→ EXERCISE MATERIAL
++++++
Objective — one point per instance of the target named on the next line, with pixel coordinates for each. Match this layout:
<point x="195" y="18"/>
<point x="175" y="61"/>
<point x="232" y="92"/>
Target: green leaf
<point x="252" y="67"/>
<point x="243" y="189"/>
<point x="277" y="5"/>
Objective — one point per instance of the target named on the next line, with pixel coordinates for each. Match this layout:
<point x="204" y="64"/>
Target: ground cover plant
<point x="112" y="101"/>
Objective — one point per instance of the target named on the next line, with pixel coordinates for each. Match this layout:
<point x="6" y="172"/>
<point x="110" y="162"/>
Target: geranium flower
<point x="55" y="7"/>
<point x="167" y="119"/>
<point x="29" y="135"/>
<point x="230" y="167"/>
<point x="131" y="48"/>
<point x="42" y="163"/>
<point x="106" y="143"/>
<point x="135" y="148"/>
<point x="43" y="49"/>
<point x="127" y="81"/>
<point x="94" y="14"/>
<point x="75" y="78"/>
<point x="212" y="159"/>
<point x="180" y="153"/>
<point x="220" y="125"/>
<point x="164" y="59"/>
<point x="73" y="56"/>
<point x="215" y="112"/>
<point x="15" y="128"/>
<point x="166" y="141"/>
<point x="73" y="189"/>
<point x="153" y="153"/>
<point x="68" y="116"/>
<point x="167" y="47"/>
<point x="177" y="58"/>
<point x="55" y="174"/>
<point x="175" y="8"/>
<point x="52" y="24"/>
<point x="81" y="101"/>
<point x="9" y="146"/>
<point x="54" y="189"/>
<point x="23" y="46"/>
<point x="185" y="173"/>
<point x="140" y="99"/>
++++++
→ ASSIGNMENT
Give each entry again, spelled exactly as shown.

→ SOLUTION FOR THIS EXERCISE
Objective — one point per instance of the target named on the next line, with pixel coordinates for each. Match this layout:
<point x="195" y="18"/>
<point x="175" y="61"/>
<point x="232" y="92"/>
Target: green leaf
<point x="252" y="67"/>
<point x="243" y="189"/>
<point x="277" y="5"/>
Objective — one point per instance of the target named on the next line, with pixel coordinates for each. Match this layout:
<point x="204" y="64"/>
Target: ground cover plant
<point x="112" y="101"/>
Objective — one point per instance of the target named on the next line, with pixel coordinates for each. Match this layout:
<point x="6" y="172"/>
<point x="110" y="162"/>
Target: geranium flower
<point x="55" y="7"/>
<point x="167" y="119"/>
<point x="29" y="135"/>
<point x="230" y="167"/>
<point x="131" y="48"/>
<point x="42" y="163"/>
<point x="106" y="143"/>
<point x="135" y="148"/>
<point x="43" y="49"/>
<point x="127" y="81"/>
<point x="94" y="14"/>
<point x="75" y="78"/>
<point x="212" y="159"/>
<point x="180" y="153"/>
<point x="220" y="125"/>
<point x="164" y="59"/>
<point x="73" y="56"/>
<point x="215" y="112"/>
<point x="15" y="128"/>
<point x="166" y="141"/>
<point x="73" y="189"/>
<point x="153" y="153"/>
<point x="68" y="116"/>
<point x="167" y="47"/>
<point x="177" y="58"/>
<point x="55" y="174"/>
<point x="175" y="8"/>
<point x="52" y="24"/>
<point x="81" y="101"/>
<point x="9" y="146"/>
<point x="54" y="189"/>
<point x="23" y="46"/>
<point x="185" y="173"/>
<point x="140" y="99"/>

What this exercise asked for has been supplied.